With President Muhammadu Buhari having been elected to the office of president twice, he was ineligible for renomination. There was no formal zoning agreement for the APC nomination despite calls from politicians and interest groups such as the Southern Governors' Forum to zone the nomination to the South as Buhari, a northerner, was elected twice.
The party held its indirect presidential primary on 8 June 2022 in Abuja and nominated Bola Tinubu former Governor of Lagos State. In mid-June, the APC submitted the name of Kabir Ibrahim Masari—a politician and party operative from Katsina State—as a placeholder vice presidential nominee to be substituted at a later date. On 10 July, Ibrahim Masari formally withdrew as vice presidential nominee and the later that day, Tinubu announced Kashim Shettima—Senator for Borno Central and former Governor of Borno State—as his replacement.

APC ticket
| Presidential nominee | Vice Presidential nominee |
| Bola Tinubu | Kashim Shettima |
| Governor of Lagos State (1999–2007) | Senator for Borno Central (2019–2023) |

====Labour Party primary====

On 30 May 2022, shortly after former Governor of Anambra State Peter Obi joined the party from the PDP, the Labour Party held its presidential primary in Asaba where Obi was nominated unopposed. On 17 June, the party submitted the name of Doyin Okupe—a physician and former PDP candidate who became the Director-General of the Obi Campaign Organisation—as a placeholder vice presidential nominee to be substituted for someone else at a later date. On 7 July, Okupe formally withdrew as vice presidential nominee and the next day, Obi announced Yusuf Datti Baba-Ahmed—former Senator for Kaduna North—as his replacement.

LP ticket
| Presidential nominee | Vice Presidential nominee |
| Peter Obi | Yusuf Datti Baba-Ahmed |
| Governor of Anambra State (2006; 2006–2007; 2007–2014) | Senator for Kaduna North (2011–2012) |

====New Nigeria Peoples Party primary====

The New Nigeria Peoples Party (NNPP) held its convention and presidential primary election on 8 June 2022 and nominated Rabiu Kwankwaso, who was the sole candidate, as its presidential candidate for the 2023 general election. On 14 July 2022, Kwankwaso picked Isaac Bishop Idahosa as his running mate and vice presidential candidate of the NNPP.

◆ **What is required**:
Continue the account of the Nigerian party presidential primaries for the 2023 general election, starting right after its last sentence.

◆ **Record extracts**:
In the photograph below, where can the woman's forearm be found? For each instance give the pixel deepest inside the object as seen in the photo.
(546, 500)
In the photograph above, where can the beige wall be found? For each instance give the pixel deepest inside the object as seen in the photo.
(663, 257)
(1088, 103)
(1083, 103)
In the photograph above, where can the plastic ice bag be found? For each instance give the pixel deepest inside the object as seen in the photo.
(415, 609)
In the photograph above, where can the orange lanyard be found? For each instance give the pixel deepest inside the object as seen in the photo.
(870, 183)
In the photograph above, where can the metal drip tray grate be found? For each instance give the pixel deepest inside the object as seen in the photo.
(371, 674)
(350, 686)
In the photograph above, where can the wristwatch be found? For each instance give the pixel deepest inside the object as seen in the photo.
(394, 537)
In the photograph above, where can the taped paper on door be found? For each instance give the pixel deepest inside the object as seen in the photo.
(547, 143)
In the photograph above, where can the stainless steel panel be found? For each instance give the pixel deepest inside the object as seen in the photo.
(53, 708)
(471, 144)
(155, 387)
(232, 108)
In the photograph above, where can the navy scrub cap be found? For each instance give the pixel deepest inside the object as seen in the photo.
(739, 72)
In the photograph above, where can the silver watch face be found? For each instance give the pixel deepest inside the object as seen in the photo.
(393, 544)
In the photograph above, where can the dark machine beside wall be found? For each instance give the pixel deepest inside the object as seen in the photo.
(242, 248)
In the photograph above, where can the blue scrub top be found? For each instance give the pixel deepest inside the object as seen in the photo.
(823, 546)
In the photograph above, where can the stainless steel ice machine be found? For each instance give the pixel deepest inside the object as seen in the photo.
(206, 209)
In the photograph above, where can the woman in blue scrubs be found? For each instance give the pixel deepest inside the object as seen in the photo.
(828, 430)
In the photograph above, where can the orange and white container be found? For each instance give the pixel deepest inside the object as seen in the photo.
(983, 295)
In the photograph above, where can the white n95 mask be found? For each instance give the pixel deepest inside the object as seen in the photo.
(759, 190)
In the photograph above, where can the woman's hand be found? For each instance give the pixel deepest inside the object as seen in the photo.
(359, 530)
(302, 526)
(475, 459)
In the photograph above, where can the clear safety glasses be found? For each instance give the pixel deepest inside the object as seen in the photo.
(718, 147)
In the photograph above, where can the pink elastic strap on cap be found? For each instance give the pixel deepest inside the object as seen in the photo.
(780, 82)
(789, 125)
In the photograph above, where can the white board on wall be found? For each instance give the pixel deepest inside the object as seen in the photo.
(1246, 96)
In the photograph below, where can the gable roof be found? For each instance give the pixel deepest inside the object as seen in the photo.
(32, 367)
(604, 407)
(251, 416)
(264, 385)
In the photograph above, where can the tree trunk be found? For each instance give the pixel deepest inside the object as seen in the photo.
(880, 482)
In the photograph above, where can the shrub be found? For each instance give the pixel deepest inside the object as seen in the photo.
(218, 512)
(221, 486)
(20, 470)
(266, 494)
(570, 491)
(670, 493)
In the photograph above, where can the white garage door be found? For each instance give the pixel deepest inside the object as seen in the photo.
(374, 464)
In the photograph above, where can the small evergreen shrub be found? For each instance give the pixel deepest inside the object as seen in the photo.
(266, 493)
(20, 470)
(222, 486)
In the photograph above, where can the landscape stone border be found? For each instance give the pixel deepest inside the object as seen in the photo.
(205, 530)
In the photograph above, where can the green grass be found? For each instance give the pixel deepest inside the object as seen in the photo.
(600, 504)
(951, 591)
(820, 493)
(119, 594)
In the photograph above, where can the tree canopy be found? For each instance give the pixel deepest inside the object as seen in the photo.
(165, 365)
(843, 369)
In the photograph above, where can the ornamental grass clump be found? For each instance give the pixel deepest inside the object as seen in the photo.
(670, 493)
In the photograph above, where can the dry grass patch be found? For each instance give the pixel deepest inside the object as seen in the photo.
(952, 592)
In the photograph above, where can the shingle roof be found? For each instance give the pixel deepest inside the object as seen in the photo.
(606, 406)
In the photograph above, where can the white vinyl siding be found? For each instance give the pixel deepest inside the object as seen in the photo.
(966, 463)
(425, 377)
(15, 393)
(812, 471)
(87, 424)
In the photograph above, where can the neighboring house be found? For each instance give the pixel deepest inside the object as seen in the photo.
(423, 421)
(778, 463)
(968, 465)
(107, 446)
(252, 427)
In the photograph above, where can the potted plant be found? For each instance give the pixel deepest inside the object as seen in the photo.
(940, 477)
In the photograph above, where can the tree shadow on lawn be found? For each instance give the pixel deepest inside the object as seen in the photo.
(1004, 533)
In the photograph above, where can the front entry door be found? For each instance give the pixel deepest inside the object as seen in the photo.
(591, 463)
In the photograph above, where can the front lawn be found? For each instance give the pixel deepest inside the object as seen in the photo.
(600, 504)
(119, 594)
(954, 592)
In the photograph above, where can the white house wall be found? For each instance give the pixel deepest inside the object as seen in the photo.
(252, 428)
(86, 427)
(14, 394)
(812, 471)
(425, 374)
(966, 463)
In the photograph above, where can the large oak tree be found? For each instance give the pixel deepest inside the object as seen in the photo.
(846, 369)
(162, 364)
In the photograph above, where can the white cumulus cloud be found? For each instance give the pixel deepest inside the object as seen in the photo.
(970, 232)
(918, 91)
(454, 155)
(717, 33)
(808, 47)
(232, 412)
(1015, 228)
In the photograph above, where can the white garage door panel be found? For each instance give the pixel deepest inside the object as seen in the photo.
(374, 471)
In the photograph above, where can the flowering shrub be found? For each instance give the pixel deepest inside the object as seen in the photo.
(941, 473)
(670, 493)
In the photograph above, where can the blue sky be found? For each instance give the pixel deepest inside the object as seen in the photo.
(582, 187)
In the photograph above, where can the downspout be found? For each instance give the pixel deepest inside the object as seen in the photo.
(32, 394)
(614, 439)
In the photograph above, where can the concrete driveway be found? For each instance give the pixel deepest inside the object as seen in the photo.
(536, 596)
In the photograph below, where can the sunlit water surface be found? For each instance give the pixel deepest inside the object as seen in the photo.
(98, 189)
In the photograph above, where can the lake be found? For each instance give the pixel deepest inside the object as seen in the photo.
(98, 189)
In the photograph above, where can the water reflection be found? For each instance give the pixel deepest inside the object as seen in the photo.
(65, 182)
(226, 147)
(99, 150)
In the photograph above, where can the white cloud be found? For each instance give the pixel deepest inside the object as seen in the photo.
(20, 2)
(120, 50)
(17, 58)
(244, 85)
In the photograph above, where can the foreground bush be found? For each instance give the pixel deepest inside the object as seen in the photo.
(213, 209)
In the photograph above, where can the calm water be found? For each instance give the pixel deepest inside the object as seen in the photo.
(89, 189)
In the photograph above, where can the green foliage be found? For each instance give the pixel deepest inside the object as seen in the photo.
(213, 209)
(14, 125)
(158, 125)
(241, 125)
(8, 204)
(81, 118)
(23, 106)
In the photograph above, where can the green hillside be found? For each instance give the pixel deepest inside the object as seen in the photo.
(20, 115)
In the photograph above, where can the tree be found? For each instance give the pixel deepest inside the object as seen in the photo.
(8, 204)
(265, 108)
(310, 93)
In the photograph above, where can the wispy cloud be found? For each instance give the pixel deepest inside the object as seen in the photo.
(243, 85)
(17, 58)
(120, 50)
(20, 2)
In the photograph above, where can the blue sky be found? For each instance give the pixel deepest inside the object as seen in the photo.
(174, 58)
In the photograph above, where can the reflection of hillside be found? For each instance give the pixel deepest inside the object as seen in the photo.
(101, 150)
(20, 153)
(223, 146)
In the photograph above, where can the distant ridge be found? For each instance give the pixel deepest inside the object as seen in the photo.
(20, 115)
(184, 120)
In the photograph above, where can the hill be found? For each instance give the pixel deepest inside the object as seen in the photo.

◆ **Output of the exercise**:
NNPP ticket
| Presidential nominee | Vice Presidential nominee |
| Rabiu Kwankwaso | Isaac Idahosa |
| Governor of Kano State (1999–2003; 2011–2015) | Bishop of God First Ministry a.k.a. Illumination Assembly (1985–present) |

====People's Democratic Party primary====

In October 2021, newly elected PDP Chairman Iyorchia Ayu backed the indirect primary method of nominating a presidential candidate instead of the direct or consensus methods. There was no zoning agreement for the PDP nomination despite calls from politicians and interest groups such as the Southern Governors' Forum to zone the nomination to the South as the APC's Buhari, a Northerner, was elected twice. The party held its indirect presidential primary on 28 May 2022 in Abuja and nominated Atiku Abubakar—its 2019 nominee and former Vice President. On 16 June, Abubakar selected Governor of Delta State Ifeanyi Okowa as his running mate.

PDP ticket
| Presidential nominee | Vice Presidential nominee |
| Atiku Abubakar | Ifeanyi Okowa |
| Vice President of Nigeria (1999–2007) | Governor of Delta State (2015–2023) |

===National Assembly elections===

====Senate elections====

All 109 seats in the Senate of Nigeria was up for election alongside the presidential and House of Representatives elections on 25 February 2023.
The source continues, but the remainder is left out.